*WHAT TO DO*
1. In the article on national test score drops, how many points did overall math scores decline?
2. Return the part of the article on national test score drops starting at "- While white" and ending at "more affluent counterparts.".
3. Continue the article on national test score drops after its last sentence.

*EXTRACT TO READ*

* * * *

Abysmal National Test Score Drops Show School Lockdowns Hurt America’s Poor The Most
For all its obsession with “equity,” the Biden administration sure has the wrong results to show for it. In fact, the first national results showing test scores before and after covid lockdowns shows how the most vulnerable kids got hit hardest by learning loss.
The results, which compared outcomes on tests taken by nine-year-olds this past spring with those taken in early 2020 (i.e., right before hysteria shut down schools), confirmed wider learning gaps between the proverbial haves and have-nots.
Across-the-Board Declines
Overall, the test showed a five-point decline in reading scores—the largest since 1990—and an even larger, seven-point drop in math, the first one recorded in the test’s 50-year history. Those results illustrate the broad-based damage lockdowns inflicted on all student learning progress.
But dig into the details further, and a troubling pattern emerges. While most students suffered learning loss, those in greatest danger of falling through the cracks suffered most.
- While reading scores among those in the top 10 percent dropped by a modest two points, the scores of those in the bottom 10 percent dropped by 10 points, or five times as much as their higher-achieving peers.
- Math scores showed a similar disparity: Those at the top saw scores decline by three points overall, while those at the bottom saw scores decline by 12 points.
- While white students’ math scores declined by five points, Hispanic test scores declined by eight points, and African American scores declined by 13 points—a decline more than twice that of white students, and one that exacerbated existing achievement gaps.
- In both math and reading, children in lower-income households (eligible for free or reduced-price school lunches) suffered greater testing declines than their more affluent counterparts.

* * * *

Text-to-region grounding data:
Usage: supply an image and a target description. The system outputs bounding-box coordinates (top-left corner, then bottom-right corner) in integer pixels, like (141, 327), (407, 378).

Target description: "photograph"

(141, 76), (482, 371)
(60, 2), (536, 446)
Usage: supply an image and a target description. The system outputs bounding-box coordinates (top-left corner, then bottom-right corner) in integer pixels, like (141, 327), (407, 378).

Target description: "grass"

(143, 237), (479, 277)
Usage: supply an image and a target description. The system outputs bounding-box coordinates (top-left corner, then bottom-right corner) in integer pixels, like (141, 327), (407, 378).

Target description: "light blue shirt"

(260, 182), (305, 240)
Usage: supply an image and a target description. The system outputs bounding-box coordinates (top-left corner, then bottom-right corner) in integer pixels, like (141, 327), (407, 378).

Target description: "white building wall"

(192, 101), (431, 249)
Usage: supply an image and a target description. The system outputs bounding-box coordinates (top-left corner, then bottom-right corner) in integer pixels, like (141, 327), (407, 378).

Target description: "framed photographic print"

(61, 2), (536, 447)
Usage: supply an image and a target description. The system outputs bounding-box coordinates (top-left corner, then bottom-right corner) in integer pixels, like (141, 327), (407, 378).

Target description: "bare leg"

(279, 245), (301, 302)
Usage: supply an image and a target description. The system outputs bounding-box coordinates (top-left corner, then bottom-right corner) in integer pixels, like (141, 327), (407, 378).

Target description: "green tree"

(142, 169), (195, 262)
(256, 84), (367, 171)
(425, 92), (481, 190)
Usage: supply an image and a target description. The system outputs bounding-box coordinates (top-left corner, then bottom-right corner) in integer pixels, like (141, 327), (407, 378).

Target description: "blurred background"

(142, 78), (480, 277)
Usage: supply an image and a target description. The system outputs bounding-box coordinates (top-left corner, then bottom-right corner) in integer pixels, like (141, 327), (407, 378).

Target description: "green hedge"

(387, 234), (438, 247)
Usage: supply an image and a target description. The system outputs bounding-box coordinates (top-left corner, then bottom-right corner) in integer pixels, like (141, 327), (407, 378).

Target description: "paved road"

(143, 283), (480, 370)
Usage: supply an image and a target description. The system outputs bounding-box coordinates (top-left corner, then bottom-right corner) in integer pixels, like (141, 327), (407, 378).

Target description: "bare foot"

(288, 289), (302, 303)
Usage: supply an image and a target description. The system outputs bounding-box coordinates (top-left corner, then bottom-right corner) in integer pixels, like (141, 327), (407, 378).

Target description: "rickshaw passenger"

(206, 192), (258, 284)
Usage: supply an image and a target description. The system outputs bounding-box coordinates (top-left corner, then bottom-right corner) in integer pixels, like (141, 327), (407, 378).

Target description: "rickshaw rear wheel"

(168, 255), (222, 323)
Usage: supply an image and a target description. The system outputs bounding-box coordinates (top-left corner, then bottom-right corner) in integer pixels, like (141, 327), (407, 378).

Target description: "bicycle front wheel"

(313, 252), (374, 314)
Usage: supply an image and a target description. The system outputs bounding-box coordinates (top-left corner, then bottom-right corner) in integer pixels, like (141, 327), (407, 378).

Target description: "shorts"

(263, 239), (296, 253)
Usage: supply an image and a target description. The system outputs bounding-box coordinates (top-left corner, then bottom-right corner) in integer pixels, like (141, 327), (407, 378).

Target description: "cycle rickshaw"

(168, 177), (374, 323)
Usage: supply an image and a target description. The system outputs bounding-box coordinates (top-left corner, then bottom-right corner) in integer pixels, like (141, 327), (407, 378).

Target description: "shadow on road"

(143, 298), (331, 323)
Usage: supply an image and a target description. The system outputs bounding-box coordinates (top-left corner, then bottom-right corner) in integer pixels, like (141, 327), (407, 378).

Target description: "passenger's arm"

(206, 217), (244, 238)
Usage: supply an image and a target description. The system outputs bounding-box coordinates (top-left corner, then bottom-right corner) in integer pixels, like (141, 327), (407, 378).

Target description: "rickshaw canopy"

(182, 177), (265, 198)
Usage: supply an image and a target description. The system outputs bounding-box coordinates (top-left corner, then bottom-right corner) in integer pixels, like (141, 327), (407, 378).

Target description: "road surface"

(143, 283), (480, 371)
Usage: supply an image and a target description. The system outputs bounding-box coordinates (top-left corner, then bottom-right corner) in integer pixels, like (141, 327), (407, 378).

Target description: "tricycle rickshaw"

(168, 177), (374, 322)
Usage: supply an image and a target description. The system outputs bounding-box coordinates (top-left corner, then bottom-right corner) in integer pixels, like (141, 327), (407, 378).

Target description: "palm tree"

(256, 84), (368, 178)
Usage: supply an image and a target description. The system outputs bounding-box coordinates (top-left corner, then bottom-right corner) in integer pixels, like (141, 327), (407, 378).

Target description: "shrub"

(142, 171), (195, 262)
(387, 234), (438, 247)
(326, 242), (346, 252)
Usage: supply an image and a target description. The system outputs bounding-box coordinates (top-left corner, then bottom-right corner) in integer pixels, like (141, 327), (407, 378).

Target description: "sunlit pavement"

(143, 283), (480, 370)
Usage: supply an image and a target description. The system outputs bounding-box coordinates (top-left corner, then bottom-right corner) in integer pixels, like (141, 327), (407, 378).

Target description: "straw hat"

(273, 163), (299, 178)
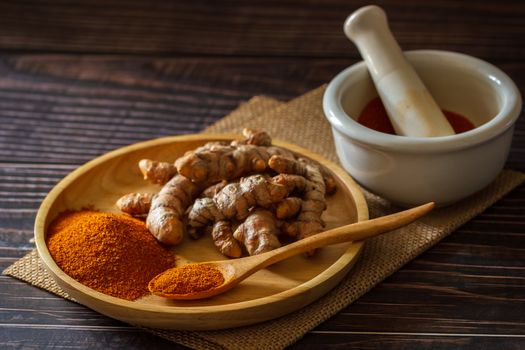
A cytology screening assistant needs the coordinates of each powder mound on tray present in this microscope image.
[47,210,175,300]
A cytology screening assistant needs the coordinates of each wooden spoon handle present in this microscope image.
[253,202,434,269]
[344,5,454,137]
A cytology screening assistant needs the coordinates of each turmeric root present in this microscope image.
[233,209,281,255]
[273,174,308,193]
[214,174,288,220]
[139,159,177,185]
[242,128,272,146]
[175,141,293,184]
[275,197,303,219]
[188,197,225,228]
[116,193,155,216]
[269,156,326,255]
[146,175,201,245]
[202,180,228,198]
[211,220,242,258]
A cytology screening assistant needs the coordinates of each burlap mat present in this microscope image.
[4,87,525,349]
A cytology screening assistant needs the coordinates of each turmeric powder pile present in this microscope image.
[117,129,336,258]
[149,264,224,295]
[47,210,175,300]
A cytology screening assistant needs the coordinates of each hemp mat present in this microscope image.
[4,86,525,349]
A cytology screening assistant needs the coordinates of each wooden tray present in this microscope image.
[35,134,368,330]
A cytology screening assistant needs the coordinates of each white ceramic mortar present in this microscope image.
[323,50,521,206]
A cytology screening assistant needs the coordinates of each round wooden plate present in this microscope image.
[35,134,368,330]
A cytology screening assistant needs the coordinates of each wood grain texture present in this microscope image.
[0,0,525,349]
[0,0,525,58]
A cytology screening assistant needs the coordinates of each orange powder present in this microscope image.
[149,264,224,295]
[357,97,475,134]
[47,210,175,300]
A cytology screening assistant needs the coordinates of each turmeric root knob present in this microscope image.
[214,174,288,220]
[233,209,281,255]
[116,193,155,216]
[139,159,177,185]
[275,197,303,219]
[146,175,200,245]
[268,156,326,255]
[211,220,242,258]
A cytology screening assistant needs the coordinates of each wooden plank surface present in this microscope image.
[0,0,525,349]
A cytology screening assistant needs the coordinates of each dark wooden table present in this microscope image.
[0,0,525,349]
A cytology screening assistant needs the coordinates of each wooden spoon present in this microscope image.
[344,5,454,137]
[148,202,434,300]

* * * *

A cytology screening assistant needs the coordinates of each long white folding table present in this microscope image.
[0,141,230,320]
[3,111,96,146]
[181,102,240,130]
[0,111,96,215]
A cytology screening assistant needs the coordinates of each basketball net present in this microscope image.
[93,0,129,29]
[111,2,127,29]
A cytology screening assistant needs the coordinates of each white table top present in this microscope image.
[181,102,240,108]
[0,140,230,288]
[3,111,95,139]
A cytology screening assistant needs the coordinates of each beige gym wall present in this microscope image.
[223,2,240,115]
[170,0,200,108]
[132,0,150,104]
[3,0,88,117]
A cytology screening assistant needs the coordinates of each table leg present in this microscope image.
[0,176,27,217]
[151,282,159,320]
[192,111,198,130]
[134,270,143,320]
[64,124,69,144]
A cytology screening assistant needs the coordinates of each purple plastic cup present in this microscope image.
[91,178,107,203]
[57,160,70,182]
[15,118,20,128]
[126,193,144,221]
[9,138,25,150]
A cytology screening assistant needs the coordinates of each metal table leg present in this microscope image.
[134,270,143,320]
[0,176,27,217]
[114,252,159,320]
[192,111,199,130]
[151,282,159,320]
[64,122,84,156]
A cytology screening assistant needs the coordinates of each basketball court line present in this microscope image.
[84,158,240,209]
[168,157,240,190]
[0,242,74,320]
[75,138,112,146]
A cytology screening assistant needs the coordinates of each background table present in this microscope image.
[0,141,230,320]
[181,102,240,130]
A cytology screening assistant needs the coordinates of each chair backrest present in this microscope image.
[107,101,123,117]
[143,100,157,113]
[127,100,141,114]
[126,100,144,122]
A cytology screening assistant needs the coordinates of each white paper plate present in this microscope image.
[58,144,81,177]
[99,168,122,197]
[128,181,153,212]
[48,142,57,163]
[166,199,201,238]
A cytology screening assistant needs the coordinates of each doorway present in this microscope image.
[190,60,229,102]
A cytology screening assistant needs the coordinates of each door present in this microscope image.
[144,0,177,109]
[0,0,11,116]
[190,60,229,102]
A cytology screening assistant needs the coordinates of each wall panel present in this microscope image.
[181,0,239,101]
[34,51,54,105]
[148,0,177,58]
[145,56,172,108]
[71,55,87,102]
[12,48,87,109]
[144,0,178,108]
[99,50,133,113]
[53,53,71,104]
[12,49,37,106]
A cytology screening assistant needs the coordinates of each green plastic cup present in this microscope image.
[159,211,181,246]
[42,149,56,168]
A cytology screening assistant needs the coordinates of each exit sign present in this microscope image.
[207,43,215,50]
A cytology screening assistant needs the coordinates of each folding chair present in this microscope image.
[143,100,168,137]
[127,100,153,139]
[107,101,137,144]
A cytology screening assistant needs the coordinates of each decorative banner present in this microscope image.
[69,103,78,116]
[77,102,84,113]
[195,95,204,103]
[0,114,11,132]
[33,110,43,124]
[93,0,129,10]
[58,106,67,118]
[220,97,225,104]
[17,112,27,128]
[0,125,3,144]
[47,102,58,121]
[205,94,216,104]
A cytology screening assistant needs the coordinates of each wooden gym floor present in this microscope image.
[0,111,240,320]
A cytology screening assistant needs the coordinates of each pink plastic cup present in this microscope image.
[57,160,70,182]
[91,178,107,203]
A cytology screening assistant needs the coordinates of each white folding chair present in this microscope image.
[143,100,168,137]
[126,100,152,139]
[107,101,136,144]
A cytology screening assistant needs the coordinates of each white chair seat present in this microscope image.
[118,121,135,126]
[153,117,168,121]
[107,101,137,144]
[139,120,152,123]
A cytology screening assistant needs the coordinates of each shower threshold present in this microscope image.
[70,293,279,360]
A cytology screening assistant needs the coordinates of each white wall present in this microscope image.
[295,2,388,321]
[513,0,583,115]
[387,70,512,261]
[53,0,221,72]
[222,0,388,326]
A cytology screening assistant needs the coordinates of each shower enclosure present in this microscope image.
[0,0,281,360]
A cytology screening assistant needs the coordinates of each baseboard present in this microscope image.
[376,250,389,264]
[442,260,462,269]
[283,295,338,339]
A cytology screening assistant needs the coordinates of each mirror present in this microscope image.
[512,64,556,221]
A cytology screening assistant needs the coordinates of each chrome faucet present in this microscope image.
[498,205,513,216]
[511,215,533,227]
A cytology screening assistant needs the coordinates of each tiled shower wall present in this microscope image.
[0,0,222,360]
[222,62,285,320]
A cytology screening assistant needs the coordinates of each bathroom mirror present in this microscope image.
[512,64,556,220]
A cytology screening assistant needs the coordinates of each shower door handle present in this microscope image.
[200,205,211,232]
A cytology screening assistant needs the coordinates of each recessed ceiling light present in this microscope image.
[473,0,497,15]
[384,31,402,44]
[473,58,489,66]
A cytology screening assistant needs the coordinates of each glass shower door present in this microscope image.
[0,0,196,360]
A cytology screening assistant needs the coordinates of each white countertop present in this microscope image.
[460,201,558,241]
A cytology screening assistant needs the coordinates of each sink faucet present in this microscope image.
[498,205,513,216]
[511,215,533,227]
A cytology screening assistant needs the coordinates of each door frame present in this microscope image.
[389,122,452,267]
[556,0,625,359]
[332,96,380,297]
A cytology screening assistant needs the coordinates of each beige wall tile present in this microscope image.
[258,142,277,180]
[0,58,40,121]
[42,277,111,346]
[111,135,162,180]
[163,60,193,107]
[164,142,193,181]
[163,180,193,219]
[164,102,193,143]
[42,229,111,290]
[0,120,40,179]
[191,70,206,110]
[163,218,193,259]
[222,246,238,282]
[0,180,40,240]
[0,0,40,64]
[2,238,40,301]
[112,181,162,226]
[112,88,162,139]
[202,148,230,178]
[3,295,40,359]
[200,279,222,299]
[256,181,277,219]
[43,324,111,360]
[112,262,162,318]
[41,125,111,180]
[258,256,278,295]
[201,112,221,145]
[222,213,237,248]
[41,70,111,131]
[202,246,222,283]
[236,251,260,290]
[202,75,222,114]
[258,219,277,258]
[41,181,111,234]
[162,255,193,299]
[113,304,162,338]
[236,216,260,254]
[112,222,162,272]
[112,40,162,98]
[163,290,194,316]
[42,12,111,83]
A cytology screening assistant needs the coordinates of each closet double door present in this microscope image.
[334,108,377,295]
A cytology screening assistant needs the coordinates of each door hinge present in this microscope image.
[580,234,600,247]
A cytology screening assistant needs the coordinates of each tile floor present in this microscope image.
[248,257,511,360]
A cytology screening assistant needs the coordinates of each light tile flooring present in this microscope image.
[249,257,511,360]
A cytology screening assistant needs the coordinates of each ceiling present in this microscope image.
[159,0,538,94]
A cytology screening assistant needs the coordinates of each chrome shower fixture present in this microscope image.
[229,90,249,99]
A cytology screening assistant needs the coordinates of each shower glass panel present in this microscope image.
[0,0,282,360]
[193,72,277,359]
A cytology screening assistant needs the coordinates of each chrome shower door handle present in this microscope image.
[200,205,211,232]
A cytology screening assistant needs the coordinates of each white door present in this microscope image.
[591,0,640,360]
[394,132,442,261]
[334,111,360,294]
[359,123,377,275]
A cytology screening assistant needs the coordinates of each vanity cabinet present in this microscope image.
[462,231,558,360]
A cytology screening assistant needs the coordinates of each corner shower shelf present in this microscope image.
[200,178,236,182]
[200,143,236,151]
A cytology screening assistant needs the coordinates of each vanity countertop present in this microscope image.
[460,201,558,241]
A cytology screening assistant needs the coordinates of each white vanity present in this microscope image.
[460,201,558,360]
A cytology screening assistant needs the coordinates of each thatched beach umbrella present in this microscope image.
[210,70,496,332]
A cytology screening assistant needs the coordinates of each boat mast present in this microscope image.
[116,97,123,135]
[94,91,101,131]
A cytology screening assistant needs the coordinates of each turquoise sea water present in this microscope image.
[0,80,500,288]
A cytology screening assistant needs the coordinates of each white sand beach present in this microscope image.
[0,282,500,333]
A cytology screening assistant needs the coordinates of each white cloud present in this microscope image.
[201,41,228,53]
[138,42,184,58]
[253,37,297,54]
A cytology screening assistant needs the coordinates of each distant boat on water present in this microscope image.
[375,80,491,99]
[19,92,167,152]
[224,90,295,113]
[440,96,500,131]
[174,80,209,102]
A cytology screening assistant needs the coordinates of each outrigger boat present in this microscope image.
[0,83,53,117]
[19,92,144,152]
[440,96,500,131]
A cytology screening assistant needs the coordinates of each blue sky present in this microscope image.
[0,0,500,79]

* * * *

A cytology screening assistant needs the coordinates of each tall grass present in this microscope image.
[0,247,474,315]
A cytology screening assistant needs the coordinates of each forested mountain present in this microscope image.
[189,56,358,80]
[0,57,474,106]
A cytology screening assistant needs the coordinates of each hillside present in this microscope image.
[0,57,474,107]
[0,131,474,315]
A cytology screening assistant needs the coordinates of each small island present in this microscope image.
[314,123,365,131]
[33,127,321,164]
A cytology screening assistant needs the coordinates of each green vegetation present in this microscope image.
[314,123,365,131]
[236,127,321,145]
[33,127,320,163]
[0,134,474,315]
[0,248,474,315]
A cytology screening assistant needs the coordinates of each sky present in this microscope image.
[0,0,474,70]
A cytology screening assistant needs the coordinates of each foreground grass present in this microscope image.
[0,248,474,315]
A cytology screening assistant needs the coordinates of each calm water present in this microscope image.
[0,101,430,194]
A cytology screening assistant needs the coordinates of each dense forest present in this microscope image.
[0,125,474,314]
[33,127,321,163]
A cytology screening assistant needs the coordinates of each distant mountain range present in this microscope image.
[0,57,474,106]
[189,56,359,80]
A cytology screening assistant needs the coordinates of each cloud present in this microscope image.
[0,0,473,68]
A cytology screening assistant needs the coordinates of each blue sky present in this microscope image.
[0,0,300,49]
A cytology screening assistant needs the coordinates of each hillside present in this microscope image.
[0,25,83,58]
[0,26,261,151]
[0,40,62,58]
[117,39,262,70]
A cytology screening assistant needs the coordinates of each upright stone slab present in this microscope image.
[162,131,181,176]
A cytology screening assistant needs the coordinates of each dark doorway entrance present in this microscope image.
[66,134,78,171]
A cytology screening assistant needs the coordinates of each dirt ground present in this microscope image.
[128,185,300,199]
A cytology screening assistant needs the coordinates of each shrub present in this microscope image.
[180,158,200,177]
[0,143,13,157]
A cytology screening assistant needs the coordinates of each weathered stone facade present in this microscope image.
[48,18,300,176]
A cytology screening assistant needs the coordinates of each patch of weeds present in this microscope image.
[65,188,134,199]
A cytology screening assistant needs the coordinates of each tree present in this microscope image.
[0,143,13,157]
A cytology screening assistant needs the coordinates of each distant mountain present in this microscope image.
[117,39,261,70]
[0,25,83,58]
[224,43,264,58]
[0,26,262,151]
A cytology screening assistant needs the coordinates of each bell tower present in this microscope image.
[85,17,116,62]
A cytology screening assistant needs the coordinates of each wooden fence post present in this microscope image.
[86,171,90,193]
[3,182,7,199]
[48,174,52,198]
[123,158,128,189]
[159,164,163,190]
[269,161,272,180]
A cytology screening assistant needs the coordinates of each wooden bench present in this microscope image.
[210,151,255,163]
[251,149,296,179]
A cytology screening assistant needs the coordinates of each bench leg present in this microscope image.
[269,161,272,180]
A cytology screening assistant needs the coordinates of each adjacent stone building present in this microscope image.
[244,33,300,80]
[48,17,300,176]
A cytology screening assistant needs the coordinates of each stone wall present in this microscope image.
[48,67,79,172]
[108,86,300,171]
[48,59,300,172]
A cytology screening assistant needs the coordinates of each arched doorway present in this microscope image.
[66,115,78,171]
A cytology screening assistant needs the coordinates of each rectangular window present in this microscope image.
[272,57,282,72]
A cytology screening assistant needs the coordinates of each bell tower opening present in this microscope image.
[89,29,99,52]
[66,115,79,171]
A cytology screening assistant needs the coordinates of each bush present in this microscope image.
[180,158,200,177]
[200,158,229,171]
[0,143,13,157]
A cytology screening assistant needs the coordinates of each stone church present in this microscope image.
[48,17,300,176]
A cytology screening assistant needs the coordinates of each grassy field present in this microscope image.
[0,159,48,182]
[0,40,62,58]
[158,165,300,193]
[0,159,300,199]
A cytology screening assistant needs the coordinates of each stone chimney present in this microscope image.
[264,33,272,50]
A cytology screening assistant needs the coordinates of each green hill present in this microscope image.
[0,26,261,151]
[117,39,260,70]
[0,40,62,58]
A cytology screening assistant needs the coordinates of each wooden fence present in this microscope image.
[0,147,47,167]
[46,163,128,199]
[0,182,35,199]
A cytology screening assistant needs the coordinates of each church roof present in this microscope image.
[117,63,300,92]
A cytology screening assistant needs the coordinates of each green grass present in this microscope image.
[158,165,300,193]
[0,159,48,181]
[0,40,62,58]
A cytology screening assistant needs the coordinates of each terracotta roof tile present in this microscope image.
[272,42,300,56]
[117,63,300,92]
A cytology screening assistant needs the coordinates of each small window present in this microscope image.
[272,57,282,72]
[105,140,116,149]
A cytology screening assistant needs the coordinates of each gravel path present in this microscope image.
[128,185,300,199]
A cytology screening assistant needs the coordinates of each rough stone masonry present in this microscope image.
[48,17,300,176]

* * * *

*RESULTS FOR EACH TASK*
1. Seven points.

2.
- While white students’ math scores declined by five points, Hispanic test scores declined by eight points, and African American scores declined by 13 points—a decline more than twice that of white students, and one that exacerbated existing achievement gaps.
- In both math and reading, children in lower-income households (eligible for free or reduced-price school lunches) suffered greater testing declines than their more affluent counterparts.

3.
Impact of Remote Learning
It should come as little surprise that those with the least resources suffered the greatest learning losses due to lockdowns. Many lower-income households had to cope with economic turmoil caused by lockdowns, and did not have the family resources to replace lost in-person instruction. In far too many cases, students disappeared from formal education entirely.
The survey results, which included a new batch of questions added to assess student learning patterns during covid’s spread, confirmed these fears. For instance:
Of the 70% of nine-year-olds who learned remotely during the 2020-2021 school year, higher performers (those at or above the 75th percentile) had greater access to a desktop computer, laptop, or tablet all the time; a quiet place to work available some of the time; and a teacher available to help them with mathematics or reading schoolwork every day or almost every day compared to lower performers (those below the 25th percentile).[Emphasis original.]
It also seems unsurprising that higher performers had more confidence in their ability to find resources online, and ask for help when they needed it, while learning online compared to their lower-performing peers.
The results all appear consistent with a group of well-heeled students whose parents provided them enough assistance (e.g., extra tutoring, parental assistance, online aids, etc.) to overcome, or at least muddle through, a chaotic and disruptive two-year period. By contrast, when schools shut their doors—and, in many cases, remained shut for far too long—students in poorer households struggled to patch together resources to replace in-person classroom instruction.
The Left’s Contradictory Results
Ironically, a progressive left that claims to be focused on “equity” has inadvertently helped to worsen it. Keeping schools closed in the name of “protecting” students has caused children least able to bounce back to suffer learning losses from which they could take years to recover—if they ever do. That sad result comes on the heels of Democrats’ gusher of spending, which has created an inflation spiral, and efforts to “defund the police” that have led to sharp increases in crime rates in many cities. All of these make life harder for the most vulnerable.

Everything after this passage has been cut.